Every line below that carries the word "mountain" needs to be copied.

▸ **Data provided**
=====
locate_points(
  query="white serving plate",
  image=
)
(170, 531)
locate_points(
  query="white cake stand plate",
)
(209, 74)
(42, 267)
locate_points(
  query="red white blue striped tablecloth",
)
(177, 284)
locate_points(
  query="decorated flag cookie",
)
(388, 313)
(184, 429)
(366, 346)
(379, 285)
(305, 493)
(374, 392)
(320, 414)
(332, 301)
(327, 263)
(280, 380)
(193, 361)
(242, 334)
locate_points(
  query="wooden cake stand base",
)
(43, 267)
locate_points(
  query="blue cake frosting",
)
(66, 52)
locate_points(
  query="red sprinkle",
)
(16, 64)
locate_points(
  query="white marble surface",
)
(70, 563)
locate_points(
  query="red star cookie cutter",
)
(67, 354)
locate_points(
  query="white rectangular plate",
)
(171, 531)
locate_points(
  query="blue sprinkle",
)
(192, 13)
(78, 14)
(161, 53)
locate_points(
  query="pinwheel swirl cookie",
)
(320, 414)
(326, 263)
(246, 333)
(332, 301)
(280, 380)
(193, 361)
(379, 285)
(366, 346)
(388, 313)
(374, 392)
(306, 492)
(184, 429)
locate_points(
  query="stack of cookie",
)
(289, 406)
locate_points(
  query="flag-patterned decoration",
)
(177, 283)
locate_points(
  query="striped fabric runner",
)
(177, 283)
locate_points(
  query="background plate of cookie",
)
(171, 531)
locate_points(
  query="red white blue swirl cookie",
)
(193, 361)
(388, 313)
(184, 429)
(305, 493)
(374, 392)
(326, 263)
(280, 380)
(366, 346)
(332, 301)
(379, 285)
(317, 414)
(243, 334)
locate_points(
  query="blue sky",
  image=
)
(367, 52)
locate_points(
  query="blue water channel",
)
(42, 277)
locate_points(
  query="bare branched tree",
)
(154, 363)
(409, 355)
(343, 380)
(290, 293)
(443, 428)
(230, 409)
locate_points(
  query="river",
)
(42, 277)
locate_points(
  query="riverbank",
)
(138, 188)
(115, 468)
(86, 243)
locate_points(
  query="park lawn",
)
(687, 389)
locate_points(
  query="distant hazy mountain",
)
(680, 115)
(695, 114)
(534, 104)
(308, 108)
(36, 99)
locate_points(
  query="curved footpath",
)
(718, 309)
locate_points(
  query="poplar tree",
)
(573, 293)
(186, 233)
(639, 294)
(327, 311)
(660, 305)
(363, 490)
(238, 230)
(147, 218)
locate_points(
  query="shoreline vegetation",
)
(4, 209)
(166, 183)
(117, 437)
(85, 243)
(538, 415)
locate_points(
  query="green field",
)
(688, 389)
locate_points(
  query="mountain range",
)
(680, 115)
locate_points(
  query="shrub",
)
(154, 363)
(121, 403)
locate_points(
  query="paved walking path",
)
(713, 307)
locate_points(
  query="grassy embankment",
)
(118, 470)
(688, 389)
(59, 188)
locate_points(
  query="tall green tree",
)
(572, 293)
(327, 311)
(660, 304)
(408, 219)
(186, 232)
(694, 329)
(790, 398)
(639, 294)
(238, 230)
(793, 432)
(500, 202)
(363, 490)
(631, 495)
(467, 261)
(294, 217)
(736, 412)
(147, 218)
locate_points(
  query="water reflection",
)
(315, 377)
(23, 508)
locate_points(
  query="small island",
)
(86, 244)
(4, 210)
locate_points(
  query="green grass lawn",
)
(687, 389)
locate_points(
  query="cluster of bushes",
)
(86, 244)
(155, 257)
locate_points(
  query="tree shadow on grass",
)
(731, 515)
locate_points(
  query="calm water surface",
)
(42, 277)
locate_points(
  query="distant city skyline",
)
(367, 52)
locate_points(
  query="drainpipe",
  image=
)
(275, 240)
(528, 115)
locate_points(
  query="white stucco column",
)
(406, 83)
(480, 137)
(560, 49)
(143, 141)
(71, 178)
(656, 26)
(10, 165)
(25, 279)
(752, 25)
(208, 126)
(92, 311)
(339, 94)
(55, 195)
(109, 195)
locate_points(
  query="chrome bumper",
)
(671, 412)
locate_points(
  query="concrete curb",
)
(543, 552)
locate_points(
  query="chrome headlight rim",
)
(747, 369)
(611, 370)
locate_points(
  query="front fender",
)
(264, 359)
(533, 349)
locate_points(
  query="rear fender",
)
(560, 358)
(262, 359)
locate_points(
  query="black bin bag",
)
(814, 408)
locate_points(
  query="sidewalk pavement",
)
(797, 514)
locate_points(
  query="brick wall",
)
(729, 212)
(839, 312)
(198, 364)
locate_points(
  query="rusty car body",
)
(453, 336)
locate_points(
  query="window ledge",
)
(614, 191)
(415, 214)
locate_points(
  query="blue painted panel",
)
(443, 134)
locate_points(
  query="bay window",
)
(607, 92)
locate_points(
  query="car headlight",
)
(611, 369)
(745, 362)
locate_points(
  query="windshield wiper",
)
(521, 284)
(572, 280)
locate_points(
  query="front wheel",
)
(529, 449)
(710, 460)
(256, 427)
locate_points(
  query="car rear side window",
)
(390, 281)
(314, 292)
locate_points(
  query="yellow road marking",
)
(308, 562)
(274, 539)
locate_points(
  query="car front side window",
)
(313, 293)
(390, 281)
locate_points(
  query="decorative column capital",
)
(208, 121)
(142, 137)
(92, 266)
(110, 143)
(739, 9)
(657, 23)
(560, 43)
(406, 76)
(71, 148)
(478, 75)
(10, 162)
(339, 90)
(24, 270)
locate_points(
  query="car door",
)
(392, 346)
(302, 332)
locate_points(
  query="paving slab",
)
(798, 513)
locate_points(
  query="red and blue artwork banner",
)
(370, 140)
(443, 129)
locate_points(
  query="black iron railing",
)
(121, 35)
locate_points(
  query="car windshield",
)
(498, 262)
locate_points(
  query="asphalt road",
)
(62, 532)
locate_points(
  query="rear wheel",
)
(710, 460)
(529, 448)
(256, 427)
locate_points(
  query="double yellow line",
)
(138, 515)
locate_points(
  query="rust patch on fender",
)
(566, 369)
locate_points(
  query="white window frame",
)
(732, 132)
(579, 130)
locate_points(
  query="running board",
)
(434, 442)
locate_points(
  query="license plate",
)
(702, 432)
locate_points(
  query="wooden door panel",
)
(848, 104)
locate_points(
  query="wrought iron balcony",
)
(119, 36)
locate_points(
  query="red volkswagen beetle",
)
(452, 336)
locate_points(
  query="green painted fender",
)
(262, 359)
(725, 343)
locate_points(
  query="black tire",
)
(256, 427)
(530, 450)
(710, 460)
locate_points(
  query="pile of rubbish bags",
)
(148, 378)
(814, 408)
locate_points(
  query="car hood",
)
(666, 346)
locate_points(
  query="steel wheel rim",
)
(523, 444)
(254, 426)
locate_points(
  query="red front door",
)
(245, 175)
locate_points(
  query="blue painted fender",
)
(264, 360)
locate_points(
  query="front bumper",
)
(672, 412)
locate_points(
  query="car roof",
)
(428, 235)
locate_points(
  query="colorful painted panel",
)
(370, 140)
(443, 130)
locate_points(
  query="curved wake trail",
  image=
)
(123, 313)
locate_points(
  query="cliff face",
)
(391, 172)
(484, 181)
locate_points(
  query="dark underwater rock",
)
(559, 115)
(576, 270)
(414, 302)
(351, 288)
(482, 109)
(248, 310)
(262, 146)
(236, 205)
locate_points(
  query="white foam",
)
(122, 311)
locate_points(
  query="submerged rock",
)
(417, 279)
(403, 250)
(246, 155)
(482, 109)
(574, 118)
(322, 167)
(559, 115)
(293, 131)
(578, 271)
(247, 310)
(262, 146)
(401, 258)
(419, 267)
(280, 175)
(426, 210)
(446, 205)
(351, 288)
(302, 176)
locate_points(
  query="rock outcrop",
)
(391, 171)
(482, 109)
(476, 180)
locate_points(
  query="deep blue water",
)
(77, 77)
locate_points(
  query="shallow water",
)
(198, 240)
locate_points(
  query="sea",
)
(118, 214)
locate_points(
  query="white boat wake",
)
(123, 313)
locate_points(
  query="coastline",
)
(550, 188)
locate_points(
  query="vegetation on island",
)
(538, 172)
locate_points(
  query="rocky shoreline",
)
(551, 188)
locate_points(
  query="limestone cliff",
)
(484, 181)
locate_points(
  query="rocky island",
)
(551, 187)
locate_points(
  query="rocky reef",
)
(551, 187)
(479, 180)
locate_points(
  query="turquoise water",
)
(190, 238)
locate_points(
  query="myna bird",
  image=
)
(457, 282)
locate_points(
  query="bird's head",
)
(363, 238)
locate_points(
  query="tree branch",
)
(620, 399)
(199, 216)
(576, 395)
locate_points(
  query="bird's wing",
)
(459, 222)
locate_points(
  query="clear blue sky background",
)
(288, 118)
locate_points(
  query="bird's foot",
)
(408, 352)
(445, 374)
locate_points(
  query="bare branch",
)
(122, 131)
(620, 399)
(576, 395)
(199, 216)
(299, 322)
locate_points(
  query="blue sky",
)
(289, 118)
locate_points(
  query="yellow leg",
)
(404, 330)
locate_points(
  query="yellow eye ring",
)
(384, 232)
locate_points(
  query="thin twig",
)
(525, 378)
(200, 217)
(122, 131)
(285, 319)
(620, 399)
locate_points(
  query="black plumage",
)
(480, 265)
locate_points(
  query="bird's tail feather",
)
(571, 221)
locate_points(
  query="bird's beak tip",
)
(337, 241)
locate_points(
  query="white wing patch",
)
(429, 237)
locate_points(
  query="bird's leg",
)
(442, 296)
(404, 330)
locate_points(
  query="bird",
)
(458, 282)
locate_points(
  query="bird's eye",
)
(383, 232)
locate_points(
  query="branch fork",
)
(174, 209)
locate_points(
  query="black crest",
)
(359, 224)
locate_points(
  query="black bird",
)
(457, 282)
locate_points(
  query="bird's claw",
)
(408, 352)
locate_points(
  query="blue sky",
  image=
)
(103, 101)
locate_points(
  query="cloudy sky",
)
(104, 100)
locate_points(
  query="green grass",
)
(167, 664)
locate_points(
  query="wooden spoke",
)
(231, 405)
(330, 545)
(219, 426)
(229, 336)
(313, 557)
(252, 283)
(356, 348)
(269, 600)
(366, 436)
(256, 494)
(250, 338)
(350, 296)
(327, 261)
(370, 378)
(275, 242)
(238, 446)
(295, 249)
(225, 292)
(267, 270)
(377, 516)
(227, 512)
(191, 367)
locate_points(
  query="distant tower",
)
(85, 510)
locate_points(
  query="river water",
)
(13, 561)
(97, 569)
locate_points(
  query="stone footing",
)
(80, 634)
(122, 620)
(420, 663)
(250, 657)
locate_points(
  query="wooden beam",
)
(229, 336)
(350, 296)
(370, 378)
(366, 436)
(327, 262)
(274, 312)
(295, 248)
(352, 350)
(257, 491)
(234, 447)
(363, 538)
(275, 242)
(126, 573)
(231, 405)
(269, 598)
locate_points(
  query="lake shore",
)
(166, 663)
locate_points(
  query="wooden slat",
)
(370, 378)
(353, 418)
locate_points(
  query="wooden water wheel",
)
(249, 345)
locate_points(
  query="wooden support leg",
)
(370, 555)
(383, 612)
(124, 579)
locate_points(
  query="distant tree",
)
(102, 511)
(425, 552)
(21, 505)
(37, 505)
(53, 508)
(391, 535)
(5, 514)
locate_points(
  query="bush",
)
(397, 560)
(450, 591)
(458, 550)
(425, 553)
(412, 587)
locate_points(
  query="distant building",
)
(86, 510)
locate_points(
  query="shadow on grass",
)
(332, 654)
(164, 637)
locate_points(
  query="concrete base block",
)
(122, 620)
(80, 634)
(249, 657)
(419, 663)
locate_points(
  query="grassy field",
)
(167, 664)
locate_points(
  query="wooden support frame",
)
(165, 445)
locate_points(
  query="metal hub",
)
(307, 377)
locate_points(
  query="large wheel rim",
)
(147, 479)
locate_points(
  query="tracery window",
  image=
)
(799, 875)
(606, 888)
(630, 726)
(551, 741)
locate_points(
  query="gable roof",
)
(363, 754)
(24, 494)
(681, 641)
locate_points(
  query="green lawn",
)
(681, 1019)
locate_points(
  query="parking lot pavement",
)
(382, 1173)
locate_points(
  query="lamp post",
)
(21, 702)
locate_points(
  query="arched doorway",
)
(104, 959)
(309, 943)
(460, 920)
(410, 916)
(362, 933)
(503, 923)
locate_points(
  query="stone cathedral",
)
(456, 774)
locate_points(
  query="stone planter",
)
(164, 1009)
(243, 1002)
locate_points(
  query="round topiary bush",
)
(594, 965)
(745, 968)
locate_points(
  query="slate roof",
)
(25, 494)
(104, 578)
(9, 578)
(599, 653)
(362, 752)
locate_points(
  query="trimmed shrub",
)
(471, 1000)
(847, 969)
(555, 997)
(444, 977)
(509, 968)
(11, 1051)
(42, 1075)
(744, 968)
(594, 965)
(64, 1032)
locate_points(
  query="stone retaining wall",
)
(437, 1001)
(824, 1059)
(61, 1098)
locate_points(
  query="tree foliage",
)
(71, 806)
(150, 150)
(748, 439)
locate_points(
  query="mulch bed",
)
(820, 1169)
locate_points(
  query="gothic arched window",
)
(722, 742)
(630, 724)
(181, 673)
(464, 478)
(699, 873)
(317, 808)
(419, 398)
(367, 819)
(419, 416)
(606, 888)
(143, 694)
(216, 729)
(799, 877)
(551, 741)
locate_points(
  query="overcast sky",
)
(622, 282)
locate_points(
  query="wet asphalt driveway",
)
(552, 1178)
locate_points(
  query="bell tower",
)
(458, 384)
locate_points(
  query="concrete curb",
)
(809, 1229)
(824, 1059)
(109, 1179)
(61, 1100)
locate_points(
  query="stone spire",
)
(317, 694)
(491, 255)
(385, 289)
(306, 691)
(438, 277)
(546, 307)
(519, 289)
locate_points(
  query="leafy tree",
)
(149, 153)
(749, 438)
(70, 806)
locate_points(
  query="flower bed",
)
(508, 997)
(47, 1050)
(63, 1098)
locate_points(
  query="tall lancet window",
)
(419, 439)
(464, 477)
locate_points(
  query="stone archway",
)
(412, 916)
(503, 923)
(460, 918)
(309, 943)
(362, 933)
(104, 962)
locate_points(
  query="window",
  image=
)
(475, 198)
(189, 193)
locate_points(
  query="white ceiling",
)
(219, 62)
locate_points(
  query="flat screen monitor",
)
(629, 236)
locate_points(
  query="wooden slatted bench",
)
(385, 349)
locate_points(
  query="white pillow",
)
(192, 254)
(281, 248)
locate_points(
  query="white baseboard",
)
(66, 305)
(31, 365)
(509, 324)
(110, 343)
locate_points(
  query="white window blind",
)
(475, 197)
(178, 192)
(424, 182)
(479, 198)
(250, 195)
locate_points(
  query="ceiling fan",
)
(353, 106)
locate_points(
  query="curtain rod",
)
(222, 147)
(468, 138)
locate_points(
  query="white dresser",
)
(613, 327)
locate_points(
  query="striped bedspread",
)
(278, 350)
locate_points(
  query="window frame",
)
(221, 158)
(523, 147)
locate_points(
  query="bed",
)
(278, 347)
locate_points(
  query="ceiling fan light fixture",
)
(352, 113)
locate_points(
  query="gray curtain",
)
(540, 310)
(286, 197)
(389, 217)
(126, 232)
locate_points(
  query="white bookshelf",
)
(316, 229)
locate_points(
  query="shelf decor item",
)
=====
▸ **Answer space**
  query="distant hazy mountain",
  query="mountain range",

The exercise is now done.